■ The input ■
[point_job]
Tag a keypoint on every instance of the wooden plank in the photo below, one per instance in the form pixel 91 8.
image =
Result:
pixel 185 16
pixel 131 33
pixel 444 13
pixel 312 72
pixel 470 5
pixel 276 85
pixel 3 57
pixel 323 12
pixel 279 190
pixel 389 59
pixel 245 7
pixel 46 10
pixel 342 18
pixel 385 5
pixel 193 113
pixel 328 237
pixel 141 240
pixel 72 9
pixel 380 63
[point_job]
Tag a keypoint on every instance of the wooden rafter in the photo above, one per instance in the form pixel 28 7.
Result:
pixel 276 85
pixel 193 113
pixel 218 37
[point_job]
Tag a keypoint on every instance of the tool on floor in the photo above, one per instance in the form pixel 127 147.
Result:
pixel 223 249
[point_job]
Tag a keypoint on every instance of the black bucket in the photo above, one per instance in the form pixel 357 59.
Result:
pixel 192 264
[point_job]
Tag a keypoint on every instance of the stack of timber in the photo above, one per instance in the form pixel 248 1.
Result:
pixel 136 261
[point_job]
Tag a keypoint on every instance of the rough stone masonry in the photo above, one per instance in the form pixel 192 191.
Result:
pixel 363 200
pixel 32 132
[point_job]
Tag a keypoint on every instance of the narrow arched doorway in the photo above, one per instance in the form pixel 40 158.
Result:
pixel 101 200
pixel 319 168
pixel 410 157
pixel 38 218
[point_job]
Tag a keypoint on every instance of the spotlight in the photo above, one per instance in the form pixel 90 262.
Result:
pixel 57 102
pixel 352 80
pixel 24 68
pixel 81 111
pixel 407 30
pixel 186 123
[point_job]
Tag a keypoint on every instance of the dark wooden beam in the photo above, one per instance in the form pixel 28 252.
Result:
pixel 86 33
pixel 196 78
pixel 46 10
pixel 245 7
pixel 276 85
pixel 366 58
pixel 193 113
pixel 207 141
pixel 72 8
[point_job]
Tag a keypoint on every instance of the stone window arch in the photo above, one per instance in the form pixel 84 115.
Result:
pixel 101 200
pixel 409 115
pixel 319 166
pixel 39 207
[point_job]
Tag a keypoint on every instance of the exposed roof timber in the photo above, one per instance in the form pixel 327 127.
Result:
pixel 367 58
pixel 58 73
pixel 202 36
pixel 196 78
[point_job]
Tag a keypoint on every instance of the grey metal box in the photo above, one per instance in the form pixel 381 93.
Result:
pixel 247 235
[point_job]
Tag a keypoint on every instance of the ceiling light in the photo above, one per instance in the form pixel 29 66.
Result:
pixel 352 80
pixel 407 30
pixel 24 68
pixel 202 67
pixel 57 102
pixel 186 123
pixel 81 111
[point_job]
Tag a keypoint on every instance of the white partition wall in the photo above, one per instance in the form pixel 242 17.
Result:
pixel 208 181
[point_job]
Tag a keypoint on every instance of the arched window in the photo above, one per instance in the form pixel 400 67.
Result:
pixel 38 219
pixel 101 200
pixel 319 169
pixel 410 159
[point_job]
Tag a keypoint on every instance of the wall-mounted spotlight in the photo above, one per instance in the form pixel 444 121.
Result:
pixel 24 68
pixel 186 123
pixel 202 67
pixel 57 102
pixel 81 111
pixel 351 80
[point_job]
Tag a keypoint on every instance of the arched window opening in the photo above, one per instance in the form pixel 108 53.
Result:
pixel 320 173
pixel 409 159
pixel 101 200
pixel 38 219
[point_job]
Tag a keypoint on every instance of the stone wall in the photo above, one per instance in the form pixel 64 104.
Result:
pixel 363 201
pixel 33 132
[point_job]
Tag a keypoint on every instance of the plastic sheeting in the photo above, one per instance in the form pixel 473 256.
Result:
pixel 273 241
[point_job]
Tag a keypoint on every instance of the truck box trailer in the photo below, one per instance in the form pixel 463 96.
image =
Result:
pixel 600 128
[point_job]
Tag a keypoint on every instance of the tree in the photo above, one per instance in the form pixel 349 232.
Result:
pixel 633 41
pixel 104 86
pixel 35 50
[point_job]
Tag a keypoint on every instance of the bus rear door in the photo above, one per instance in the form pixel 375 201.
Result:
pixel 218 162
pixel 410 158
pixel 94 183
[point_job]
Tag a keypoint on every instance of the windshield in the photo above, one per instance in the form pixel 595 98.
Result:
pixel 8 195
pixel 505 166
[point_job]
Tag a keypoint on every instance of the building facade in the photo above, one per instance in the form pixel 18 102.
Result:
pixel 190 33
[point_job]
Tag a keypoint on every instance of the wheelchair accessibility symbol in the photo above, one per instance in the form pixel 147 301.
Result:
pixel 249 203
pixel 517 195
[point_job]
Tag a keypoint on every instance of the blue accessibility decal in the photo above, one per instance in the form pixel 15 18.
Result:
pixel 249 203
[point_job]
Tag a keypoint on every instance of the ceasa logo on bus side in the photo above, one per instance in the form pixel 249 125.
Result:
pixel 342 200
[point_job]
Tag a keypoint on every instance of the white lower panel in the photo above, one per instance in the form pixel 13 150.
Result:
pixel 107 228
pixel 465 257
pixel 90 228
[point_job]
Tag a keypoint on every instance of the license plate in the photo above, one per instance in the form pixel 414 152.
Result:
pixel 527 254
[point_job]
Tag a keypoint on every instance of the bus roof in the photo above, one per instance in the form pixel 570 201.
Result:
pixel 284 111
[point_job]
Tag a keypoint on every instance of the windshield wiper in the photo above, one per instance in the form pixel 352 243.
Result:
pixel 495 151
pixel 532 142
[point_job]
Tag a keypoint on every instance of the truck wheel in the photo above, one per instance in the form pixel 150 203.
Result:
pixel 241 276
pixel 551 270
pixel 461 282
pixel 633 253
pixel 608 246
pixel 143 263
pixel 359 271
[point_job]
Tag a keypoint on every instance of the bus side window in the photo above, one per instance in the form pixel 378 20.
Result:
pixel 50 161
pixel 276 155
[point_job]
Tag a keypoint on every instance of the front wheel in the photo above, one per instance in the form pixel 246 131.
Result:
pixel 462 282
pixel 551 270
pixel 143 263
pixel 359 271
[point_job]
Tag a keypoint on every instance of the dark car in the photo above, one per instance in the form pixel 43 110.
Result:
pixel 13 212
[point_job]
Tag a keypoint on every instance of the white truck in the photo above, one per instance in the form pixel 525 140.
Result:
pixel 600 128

■ Directions for this task ■
Convert every line of the entries above into a JSON list of strings, one string per line, and leave out any blank lines.

■ The reply ■
[
  "[point_job]",
  "Tag a keypoint on every instance of the wooden plank in the photo below, one per instance in the form pixel 91 8.",
  "image =",
  "Result:",
  "pixel 185 16",
  "pixel 131 33",
  "pixel 444 13",
  "pixel 312 72",
  "pixel 470 5",
  "pixel 276 85",
  "pixel 3 57",
  "pixel 323 12",
  "pixel 279 190",
  "pixel 389 59",
  "pixel 245 7",
  "pixel 46 10",
  "pixel 342 18",
  "pixel 385 5",
  "pixel 193 113",
  "pixel 328 237",
  "pixel 141 240",
  "pixel 72 9",
  "pixel 380 63",
  "[point_job]",
  "Tag a keypoint on every instance of the wooden rafter in the photo above, one per instance in the form pixel 28 7.",
  "Result:",
  "pixel 276 85",
  "pixel 193 113",
  "pixel 218 37",
  "[point_job]",
  "Tag a keypoint on every instance of the tool on floor in the photo above, one per instance in the form pixel 127 147.",
  "Result:",
  "pixel 223 249",
  "[point_job]",
  "Tag a keypoint on every instance of the black bucket in the photo above, one per instance in the form pixel 357 59.",
  "Result:",
  "pixel 192 264",
  "[point_job]",
  "Tag a keypoint on every instance of the stack of timber in the photo above, one per instance in the form pixel 248 1.",
  "Result:",
  "pixel 136 261",
  "[point_job]",
  "Tag a keypoint on every instance of the rough stone masonry in the photo above, one per instance in the form pixel 192 191.",
  "Result:",
  "pixel 363 200",
  "pixel 32 132",
  "[point_job]",
  "Tag a keypoint on every instance of the narrow arched doorway in the photo above, one per instance in the form pixel 40 158.",
  "Result:",
  "pixel 101 200",
  "pixel 319 168",
  "pixel 410 157",
  "pixel 38 218",
  "[point_job]",
  "Tag a keypoint on every instance of the spotlight in the photo above, one per instance in the form pixel 90 262.",
  "Result:",
  "pixel 57 102",
  "pixel 352 80",
  "pixel 24 68",
  "pixel 81 111",
  "pixel 407 30",
  "pixel 186 123",
  "[point_job]",
  "Tag a keypoint on every instance of the dark wooden beam in the photo above, one per instance in the form pixel 28 252.",
  "Result:",
  "pixel 86 33",
  "pixel 196 78",
  "pixel 46 10",
  "pixel 245 7",
  "pixel 276 85",
  "pixel 366 58",
  "pixel 193 113",
  "pixel 207 141",
  "pixel 72 8",
  "[point_job]",
  "Tag a keypoint on every instance of the stone window arch in the photo above, one per instance in the form pixel 84 115.",
  "Result:",
  "pixel 101 200",
  "pixel 409 115",
  "pixel 319 166",
  "pixel 39 207",
  "[point_job]",
  "Tag a keypoint on every instance of the exposed roof timber in the photo above, one per instance in the form pixel 327 127.",
  "Result:",
  "pixel 367 58",
  "pixel 58 73",
  "pixel 202 36",
  "pixel 196 78",
  "[point_job]",
  "Tag a keypoint on every instance of the grey metal box in the photo above, one per instance in the form pixel 381 93.",
  "Result:",
  "pixel 247 235",
  "[point_job]",
  "Tag a keypoint on every instance of the ceiling light in the photo above, one per instance in the form pixel 29 66.",
  "Result:",
  "pixel 352 80",
  "pixel 407 30",
  "pixel 24 68",
  "pixel 202 67",
  "pixel 57 102",
  "pixel 186 123",
  "pixel 81 111",
  "[point_job]",
  "Tag a keypoint on every instance of the white partition wall in the photo above, one per instance in the form pixel 242 17.",
  "Result:",
  "pixel 208 181",
  "[point_job]",
  "Tag a keypoint on every instance of the arched window in the photo above, one per instance in the form pixel 400 67.",
  "Result:",
  "pixel 38 219",
  "pixel 101 200",
  "pixel 319 169",
  "pixel 410 159",
  "[point_job]",
  "Tag a keypoint on every instance of the wall-mounted spotlight in the photo above, one per instance in the form pixel 444 121.",
  "Result:",
  "pixel 24 68",
  "pixel 186 123",
  "pixel 202 67",
  "pixel 57 102",
  "pixel 81 111",
  "pixel 351 80",
  "[point_job]",
  "Tag a keypoint on every instance of the arched window opening in the photo above, one per instance in the form pixel 108 53.",
  "Result:",
  "pixel 320 173",
  "pixel 409 159",
  "pixel 101 200",
  "pixel 38 219",
  "[point_job]",
  "Tag a keypoint on every instance of the stone wall in the photo above, one per instance in the form pixel 64 104.",
  "Result:",
  "pixel 363 201",
  "pixel 33 132",
  "[point_job]",
  "Tag a keypoint on every instance of the plastic sheeting in the photo above, one per instance in the form pixel 473 256.",
  "Result:",
  "pixel 273 241",
  "[point_job]",
  "Tag a keypoint on every instance of the truck box trailer in the photo below, one per instance in the form pixel 463 96.",
  "image =",
  "Result:",
  "pixel 600 128",
  "[point_job]",
  "Tag a keypoint on every instance of the tree in the photo above, one per instance in the form pixel 349 232.",
  "Result:",
  "pixel 633 41",
  "pixel 104 86",
  "pixel 35 50",
  "[point_job]",
  "Tag a keypoint on every instance of the bus rear door in the photo above, one per instance in the form pixel 375 201.",
  "Result:",
  "pixel 218 162",
  "pixel 410 158",
  "pixel 94 183",
  "[point_job]",
  "Tag a keypoint on every instance of the windshield in the photo above, one per instance in the form pixel 595 98.",
  "Result:",
  "pixel 8 195",
  "pixel 505 166",
  "[point_job]",
  "Tag a keypoint on every instance of the building facade in the photo above, one per instance in the form pixel 18 102.",
  "Result:",
  "pixel 190 33",
  "[point_job]",
  "Tag a keypoint on every instance of the wheelchair accessibility symbol in the photo above, one per instance in the form pixel 147 301.",
  "Result:",
  "pixel 249 203",
  "pixel 517 195",
  "[point_job]",
  "Tag a keypoint on every instance of the blue accessibility decal in the photo above, one per instance in the form pixel 15 18.",
  "Result:",
  "pixel 249 203",
  "[point_job]",
  "Tag a keypoint on every instance of the ceasa logo on bus side in the photo above, one per instance in the form pixel 249 125.",
  "Result:",
  "pixel 342 200",
  "[point_job]",
  "Tag a keypoint on every instance of the white lower panel in the photo above, one per instance in the form pixel 13 150.",
  "Result:",
  "pixel 107 228",
  "pixel 465 257",
  "pixel 90 228",
  "[point_job]",
  "Tag a keypoint on every instance of the license plate in the photo above, one per instance in the form pixel 414 152.",
  "Result:",
  "pixel 527 254",
  "[point_job]",
  "Tag a keypoint on every instance of the bus roof in the photo above, one per instance in the form pixel 570 201.",
  "Result:",
  "pixel 284 111",
  "[point_job]",
  "Tag a keypoint on every instance of the windshield wiper in the photo above, one per instance in the form pixel 352 243.",
  "Result:",
  "pixel 495 151",
  "pixel 532 142",
  "[point_job]",
  "Tag a keypoint on every instance of the truck wheel in the photo above, one per instance in the form pixel 150 203.",
  "Result:",
  "pixel 241 276",
  "pixel 551 270",
  "pixel 461 282",
  "pixel 633 253",
  "pixel 608 246",
  "pixel 143 263",
  "pixel 359 271",
  "[point_job]",
  "Tag a keypoint on every instance of the bus side window in the photo above, one per instance in the form pixel 378 20.",
  "Result:",
  "pixel 50 161",
  "pixel 276 155",
  "[point_job]",
  "Tag a keypoint on every instance of the front wheel in the photo above, one per instance in the form pixel 246 131.",
  "Result:",
  "pixel 462 282",
  "pixel 551 270",
  "pixel 143 263",
  "pixel 359 271",
  "[point_job]",
  "Tag a keypoint on every instance of the dark car in the photo above, one per instance in the form pixel 43 110.",
  "Result:",
  "pixel 13 212",
  "[point_job]",
  "Tag a keypoint on every instance of the white truck in the photo above, one per instance in the form pixel 525 140.",
  "Result:",
  "pixel 600 128"
]